■ ACTION ITEM ■
Return the full listing below, unchanged.

■ SUPPLIED ENTRIES ■
----------------------------------------
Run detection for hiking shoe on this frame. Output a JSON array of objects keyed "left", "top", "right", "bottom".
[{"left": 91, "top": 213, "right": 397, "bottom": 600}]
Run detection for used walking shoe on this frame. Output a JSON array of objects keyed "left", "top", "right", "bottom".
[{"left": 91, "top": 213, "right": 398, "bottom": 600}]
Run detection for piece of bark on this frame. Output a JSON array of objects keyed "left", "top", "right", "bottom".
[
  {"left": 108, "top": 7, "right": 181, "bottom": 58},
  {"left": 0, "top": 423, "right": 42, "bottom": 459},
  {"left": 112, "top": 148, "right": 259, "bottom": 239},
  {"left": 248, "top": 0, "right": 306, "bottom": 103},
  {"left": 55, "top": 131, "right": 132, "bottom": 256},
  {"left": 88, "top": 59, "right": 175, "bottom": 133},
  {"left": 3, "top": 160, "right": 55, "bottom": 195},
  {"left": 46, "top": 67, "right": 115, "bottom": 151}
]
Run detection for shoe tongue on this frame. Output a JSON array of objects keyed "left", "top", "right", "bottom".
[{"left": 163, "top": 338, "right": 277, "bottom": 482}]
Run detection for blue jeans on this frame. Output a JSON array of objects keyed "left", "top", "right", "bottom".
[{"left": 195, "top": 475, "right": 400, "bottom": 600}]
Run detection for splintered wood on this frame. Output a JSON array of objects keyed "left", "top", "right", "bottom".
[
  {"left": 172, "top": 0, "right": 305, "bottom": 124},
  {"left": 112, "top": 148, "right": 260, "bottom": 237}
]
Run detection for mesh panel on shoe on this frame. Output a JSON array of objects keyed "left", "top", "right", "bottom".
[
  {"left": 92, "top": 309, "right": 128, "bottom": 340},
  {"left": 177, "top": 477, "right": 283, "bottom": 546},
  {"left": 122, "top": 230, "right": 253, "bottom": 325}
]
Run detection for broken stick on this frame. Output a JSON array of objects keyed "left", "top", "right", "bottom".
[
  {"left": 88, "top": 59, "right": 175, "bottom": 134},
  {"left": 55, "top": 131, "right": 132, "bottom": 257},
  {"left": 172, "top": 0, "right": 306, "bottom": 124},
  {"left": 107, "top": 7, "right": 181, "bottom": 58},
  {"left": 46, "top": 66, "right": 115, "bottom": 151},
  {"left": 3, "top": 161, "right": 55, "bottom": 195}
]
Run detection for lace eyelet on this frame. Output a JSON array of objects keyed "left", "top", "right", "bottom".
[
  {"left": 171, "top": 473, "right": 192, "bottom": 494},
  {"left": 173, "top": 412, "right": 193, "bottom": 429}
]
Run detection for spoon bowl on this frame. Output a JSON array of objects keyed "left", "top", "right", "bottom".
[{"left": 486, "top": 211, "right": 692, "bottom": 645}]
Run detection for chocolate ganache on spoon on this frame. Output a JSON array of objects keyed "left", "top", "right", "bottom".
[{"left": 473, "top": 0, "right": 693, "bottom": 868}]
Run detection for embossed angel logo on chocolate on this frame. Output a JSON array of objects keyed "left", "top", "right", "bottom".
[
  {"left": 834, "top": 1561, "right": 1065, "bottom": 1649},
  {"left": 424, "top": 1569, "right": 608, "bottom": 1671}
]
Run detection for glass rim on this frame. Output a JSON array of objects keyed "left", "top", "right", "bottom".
----------------------------------------
■ RESULT FOR THIS EXERCISE ■
Run detection for hiking shoe on this frame. Output a JSON array of objects keyed "left", "top", "right", "bottom".
[{"left": 91, "top": 213, "right": 397, "bottom": 600}]
Run detection for used walking shoe on this frame. Output a JSON array of objects keyed "left", "top", "right", "bottom".
[{"left": 91, "top": 213, "right": 398, "bottom": 600}]
Run detection for piece of bark on this frame. Output a JSON array of objects keyed "left", "top", "right", "bottom".
[
  {"left": 108, "top": 7, "right": 181, "bottom": 58},
  {"left": 0, "top": 423, "right": 42, "bottom": 459},
  {"left": 112, "top": 148, "right": 259, "bottom": 239},
  {"left": 248, "top": 0, "right": 306, "bottom": 103},
  {"left": 55, "top": 131, "right": 132, "bottom": 256},
  {"left": 88, "top": 59, "right": 175, "bottom": 133},
  {"left": 3, "top": 160, "right": 55, "bottom": 195},
  {"left": 46, "top": 67, "right": 115, "bottom": 151}
]
Run detection for shoe tongue on this frame. Output a JSON array of objects keyed "left", "top", "right", "bottom".
[{"left": 163, "top": 338, "right": 277, "bottom": 482}]
Run detection for blue jeans on this frame. Output a JSON array of objects keyed "left", "top", "right", "bottom".
[{"left": 195, "top": 475, "right": 400, "bottom": 600}]
Run detection for splintered wood on this frame. Output a JSON array of objects keyed "left", "top", "right", "bottom".
[
  {"left": 172, "top": 0, "right": 305, "bottom": 124},
  {"left": 112, "top": 148, "right": 260, "bottom": 237}
]
Run detection for mesh panel on shoe on this frame. Output a JSON array of objects keyed "left", "top", "right", "bottom".
[
  {"left": 92, "top": 309, "right": 128, "bottom": 340},
  {"left": 177, "top": 477, "right": 283, "bottom": 546},
  {"left": 122, "top": 230, "right": 253, "bottom": 325}
]
Run detection for broken stick on this frame. Output a JSON array of objects keyed "left", "top", "right", "bottom".
[
  {"left": 88, "top": 59, "right": 175, "bottom": 134},
  {"left": 55, "top": 131, "right": 132, "bottom": 257},
  {"left": 172, "top": 0, "right": 306, "bottom": 124},
  {"left": 107, "top": 7, "right": 181, "bottom": 58},
  {"left": 46, "top": 66, "right": 115, "bottom": 151},
  {"left": 3, "top": 161, "right": 55, "bottom": 195}
]
Run detection for lace eyelet on this frame. Output a JSON array of objects keyed "left", "top", "right", "bottom".
[
  {"left": 171, "top": 473, "right": 192, "bottom": 494},
  {"left": 173, "top": 412, "right": 193, "bottom": 429}
]
Run detection for spoon bowl on this frame. Output a JSON array of objects keyed "left", "top", "right", "bottom".
[{"left": 486, "top": 211, "right": 692, "bottom": 645}]
Run detection for chocolate ganache on spoon on this frame. Output a JSON array of objects keyed "left", "top", "right", "bottom".
[{"left": 473, "top": 0, "right": 693, "bottom": 868}]
Run detection for embossed angel logo on chocolate on this frame. Output a JSON array of objects keyed "left", "top", "right", "bottom".
[
  {"left": 834, "top": 1561, "right": 1065, "bottom": 1649},
  {"left": 424, "top": 1569, "right": 608, "bottom": 1671}
]
Run detection for glass rim on this frame. Output a JSON array of objects keyed "left", "top", "right", "bottom".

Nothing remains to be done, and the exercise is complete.